[Stated problem] Transcribe the entries below exactly.

════════

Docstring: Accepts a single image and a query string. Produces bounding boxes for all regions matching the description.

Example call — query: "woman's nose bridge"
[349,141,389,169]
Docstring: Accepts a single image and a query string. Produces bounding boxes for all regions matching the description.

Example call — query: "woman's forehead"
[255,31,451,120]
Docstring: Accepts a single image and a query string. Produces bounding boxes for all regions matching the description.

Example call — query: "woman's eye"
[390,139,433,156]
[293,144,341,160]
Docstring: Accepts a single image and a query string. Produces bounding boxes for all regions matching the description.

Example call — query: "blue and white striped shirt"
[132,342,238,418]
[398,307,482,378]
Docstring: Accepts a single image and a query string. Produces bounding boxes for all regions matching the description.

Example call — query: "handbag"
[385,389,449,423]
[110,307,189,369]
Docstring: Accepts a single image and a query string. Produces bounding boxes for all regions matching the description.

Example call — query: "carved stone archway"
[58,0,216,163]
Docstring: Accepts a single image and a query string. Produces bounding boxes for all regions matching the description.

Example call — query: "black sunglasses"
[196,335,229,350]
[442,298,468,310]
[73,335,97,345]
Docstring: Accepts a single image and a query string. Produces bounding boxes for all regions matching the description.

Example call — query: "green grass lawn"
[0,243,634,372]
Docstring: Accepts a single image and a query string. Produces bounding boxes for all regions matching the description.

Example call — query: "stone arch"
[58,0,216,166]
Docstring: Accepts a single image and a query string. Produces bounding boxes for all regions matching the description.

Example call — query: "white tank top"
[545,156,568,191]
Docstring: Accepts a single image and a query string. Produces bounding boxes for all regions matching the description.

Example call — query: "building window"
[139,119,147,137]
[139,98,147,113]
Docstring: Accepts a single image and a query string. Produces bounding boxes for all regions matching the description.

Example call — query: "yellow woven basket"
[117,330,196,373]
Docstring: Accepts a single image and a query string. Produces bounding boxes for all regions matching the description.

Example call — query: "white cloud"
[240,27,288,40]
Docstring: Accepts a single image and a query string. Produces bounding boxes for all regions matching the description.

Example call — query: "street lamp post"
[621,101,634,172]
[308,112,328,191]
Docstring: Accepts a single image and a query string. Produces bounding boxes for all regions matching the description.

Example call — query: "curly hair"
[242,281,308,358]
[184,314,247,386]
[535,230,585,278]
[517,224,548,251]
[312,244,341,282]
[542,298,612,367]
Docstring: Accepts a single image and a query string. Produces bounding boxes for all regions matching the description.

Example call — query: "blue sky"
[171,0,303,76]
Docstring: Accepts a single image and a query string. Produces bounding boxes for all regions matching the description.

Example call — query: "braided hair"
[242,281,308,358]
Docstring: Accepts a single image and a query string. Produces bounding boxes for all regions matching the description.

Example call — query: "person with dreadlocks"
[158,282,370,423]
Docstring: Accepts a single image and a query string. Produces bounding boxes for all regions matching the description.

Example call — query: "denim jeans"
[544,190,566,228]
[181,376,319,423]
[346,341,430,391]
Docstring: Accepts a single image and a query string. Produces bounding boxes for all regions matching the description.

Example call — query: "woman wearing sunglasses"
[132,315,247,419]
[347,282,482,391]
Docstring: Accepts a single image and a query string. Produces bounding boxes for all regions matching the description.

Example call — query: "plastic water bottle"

════════

[Full solution]
Docstring: Accepts a single image and a query string. Produces bounding boxes for all regions matching the description.

Example call — query: "woman's nose bridge"
[349,141,389,169]
Docstring: Accepts a single image and a query string. Produces bounding boxes for all regions matching the description.

Example call — query: "woman's forehead"
[255,31,451,120]
Docstring: Accepts a single image and a query string. Produces bounding boxes for all regions matching the description.

Example call — query: "woman's eye"
[390,139,433,156]
[293,144,341,160]
Docstring: Accepts a single image and a query string. Produces bounding boxes for all regions matching the description.

Example call — query: "blue and white striped shirt"
[132,342,238,418]
[398,307,482,378]
Docstring: Accepts a single image and a query string. Produces bounding boxes for all regions matching the description.

Example call — query: "handbag"
[385,389,449,423]
[110,307,189,369]
Docstring: Accepts a single image and a query string. Produces bounding boxes for all regions matching the description.

Example call — query: "carved stone archway"
[58,0,216,163]
Docstring: Accepts a single image and a query string. Produces bounding boxes for all regions matching the description.

Example call — query: "black sunglasses"
[196,335,229,350]
[442,298,468,310]
[73,335,97,345]
Docstring: Accepts a single image and a query string. Produces bounding boxes for all regions matching the description.

Example call — query: "green grass lawn"
[0,243,634,372]
Docstring: Accepts a single image and a query string. Produces bounding boxes for all regions matching the description.

Example call — query: "stone arch"
[58,0,216,166]
Docstring: Accepts a single image and a query string. Produces bounding boxes for all regions matching the description.

Example call — query: "white tank top"
[545,156,568,191]
Docstring: Accepts a single image and a query string. Produces bounding boxes for all regions matching the description.

Example call — query: "building window"
[139,119,147,137]
[139,98,147,113]
Docstring: Accepts a single image and a query string. Produces bounding boxes for all regions matching the description.

Example call — query: "yellow woven basket"
[117,330,196,373]
Docstring: Accepts a single image and a query string. Produces bounding boxes for all regions matching the description.

Example call — query: "white cloud"
[240,27,288,40]
Docstring: Accepts a single image and a query string. Produces bounding boxes for all regions matching the description.

Example call — query: "street lamp post"
[621,101,634,172]
[308,112,328,191]
Docstring: Accepts a single image and a query string. Produces bounding boxes for all regions matching the description.

Example call — query: "curly hair"
[242,281,308,358]
[184,314,247,386]
[535,230,585,278]
[517,224,548,251]
[312,244,341,282]
[542,298,612,367]
Docstring: Accepts a single image and a query string. Produces bounding boxes for all regions matching the description.

Example call — query: "blue sky"
[171,0,303,76]
Docstring: Accepts a single image and a query string. Produces bounding boxes for all regions matching the description.

Example call — query: "braided hair"
[242,281,308,358]
Docstring: Accepts a single image and a query string. Produces bounding boxes for all regions matching the description.

Example call — query: "person with dreadlocks"
[158,282,370,423]
Docstring: Accepts a single image and a query string. Produces bounding boxes for all regions matching the description.

Example call — query: "denim jeans"
[544,190,566,228]
[181,376,319,423]
[346,341,430,391]
Docstring: Accepts a single image and a query string. Produces bounding boxes for all regions matching the description.

Example call — query: "woman wearing sunglasses"
[132,315,247,419]
[347,282,482,391]
Docstring: Accepts a single image and a query string. Produces bounding boxes for all regions matching the description.

Example call — query: "plastic water bottle"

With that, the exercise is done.